Y así llegamos a donde quería llegar. Necesitamos radiografiar esa fantasía de “Patria o muerte” y Alberto Barrera nos ofrece una extraordinaria exploración en su última novela.
Stendhal decía que una novela es un espejo que se pasea por un ancho camino, “tan pronto refleja el azul del cielo ante nuestros ojos, como el barro de los barrizales”. En la propuesta de Alberto la jornada comienza con el anuncio de la enfermedad de Chávez y va a terminar con su muerte. Hay páginas que se hacen pesadas porque hace falta explicar a quienes llegaron tarde en qué consistió el chavismo. Al escribir para extranjeros, hay momentos en que el propio Alberto parece un extranjero que habla de lo que todos aquí estamos hartos de saber.
Oscar Marcano nos explicaba que en una narración el lector no puede avanzar más rápido que el escritor ni quedarse demasiado atrás. El arte de narrar consiste en mantener al lector en una expectativa en la que trata de adivinar y descubre lo que no imaginaba.
En el espejo que Alberto conduce entre la Patria y la Muerte se va reflejando una trama de personajes que van a concurrir a un mismo final. Pareciera que el autor quiere que los hilos narrativos avancen en igualdad de condiciones y evita profundizar más en uno que en los demás, lo que puede hacerlos, en ciertos momentos, algo planos e improbables. No es grave. Prefiero el deseo de luz a la sobreexposición. Lo cierto es que la concatenación que se va dando en el espacio y el tiempo me atrapó desde el principio, manteniéndome en el estado de mágica suspensión que propone Marcano y, luego de terminar el libro, se quedó dentro de mí durante un par de noches, regalándome emocionantes sueños.

### Instrucciones
Indica, por favor, si cada afirmación coincide con el texto, con un sí o un no y la cita literal que lo decide.
1. La novela de Alberto Barrera comienza con el anuncio de la enfermedad de Chávez.
2. Quien escribe el texto abandonó el libro antes de terminarlo.
3. Según Oscar Marcano, el lector debe avanzar más rápido que el escritor.
Las filas no hacen falta para trabajar con el texto.

### Información

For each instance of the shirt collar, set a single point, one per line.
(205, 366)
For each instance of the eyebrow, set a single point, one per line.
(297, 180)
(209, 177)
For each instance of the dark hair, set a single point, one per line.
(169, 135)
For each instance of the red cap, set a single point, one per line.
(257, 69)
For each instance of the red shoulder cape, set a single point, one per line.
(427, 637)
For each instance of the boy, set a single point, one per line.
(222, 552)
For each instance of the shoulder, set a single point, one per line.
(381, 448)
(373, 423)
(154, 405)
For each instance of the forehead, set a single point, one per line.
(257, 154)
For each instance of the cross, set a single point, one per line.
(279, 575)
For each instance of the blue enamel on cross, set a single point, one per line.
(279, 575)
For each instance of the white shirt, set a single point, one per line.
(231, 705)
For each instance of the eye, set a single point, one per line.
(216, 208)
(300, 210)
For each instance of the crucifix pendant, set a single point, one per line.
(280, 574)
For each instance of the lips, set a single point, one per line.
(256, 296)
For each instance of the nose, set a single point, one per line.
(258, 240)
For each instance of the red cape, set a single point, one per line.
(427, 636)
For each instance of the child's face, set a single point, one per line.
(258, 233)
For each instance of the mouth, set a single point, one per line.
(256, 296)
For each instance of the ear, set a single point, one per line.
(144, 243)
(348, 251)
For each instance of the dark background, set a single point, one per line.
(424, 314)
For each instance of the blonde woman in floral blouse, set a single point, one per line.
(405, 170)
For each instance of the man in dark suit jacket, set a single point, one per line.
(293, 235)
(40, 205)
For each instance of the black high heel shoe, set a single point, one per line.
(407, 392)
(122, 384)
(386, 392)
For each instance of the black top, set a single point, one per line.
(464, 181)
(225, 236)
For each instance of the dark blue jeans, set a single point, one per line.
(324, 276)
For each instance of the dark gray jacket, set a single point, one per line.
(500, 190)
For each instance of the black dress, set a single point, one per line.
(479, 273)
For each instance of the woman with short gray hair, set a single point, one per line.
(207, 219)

### Espacio de respuesta
1. Sí: «la jornada comienza con el anuncio de la enfermedad de Chávez».
2. No: «luego de terminar el libro, se quedó dentro de mí durante un par de noches».
3. No: «el lector no puede avanzar más rápido que el escritor ni quedarse demasiado atrás».